* begin *
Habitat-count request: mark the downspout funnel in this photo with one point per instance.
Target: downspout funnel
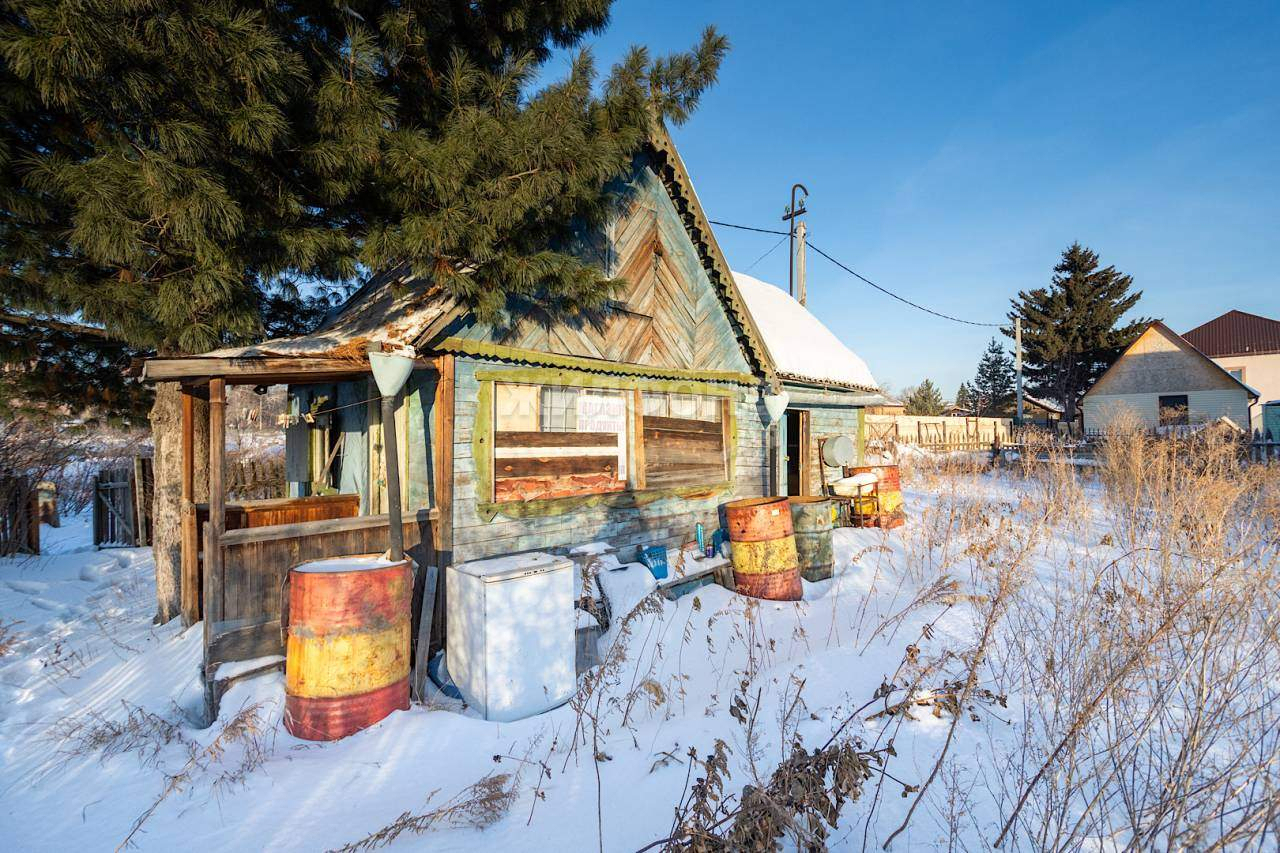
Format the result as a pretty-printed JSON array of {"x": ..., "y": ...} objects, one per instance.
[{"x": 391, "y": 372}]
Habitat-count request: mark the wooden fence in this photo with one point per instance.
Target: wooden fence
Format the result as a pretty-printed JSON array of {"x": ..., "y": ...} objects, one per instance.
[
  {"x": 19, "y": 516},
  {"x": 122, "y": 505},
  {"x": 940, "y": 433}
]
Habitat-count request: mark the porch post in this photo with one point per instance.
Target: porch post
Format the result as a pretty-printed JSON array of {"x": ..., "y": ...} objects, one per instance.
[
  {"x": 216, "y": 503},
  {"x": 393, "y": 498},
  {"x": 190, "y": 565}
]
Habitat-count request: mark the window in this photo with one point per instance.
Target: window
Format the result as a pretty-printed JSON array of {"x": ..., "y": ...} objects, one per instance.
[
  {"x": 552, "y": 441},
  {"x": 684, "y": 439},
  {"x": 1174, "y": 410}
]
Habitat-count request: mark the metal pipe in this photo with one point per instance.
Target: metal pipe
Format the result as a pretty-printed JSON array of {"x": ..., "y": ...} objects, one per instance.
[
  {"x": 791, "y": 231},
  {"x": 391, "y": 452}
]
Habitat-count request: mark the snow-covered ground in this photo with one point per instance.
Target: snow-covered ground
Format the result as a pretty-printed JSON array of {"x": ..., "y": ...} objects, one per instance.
* end *
● Requirement
Rewrite all the items above with "pretty-printed" changed to "indented", keeping everything else the same and leaving out the pictures.

● Correct result
Habitat-count request: mark the downspout funnel in this photo with one point per instance.
Target: downspout funnel
Format the result as a indented JSON array of {"x": ..., "y": ...} objects, one per instance.
[{"x": 391, "y": 372}]
Habitat-count request: mark the wooden fence in this photo with one point per instance.
Target: wooden fence
Format the result as a indented JSON array of {"x": ..., "y": ...} objects, one per instance.
[
  {"x": 19, "y": 516},
  {"x": 122, "y": 505},
  {"x": 940, "y": 433}
]
Habitat-count request: mark the porch post in this photo with one point per instance.
Target: porch post
Format the result as a indented JSON array of {"x": ..., "y": ...} objects, one per instance.
[
  {"x": 216, "y": 503},
  {"x": 393, "y": 498},
  {"x": 190, "y": 565}
]
Habitat-count request: mark the window in this photo with one point per instance.
Target: window
Format the result as a indented JSON array of {"x": ..., "y": ...} objects, one per instance.
[
  {"x": 552, "y": 441},
  {"x": 684, "y": 439},
  {"x": 1174, "y": 410}
]
Habitat-count request: mark the metal pipe in this photo with one point per instance.
Target: metal pipe
Format the result as a indented JSON array of {"x": ..., "y": ...} objects, one per instance.
[
  {"x": 791, "y": 231},
  {"x": 391, "y": 452}
]
Habitat-count request: mark the snow-covered ground in this photo with one point per instance.
Target: snow-covered ground
Format the result as a indented JSON array of {"x": ..., "y": ...} objects, one per instance.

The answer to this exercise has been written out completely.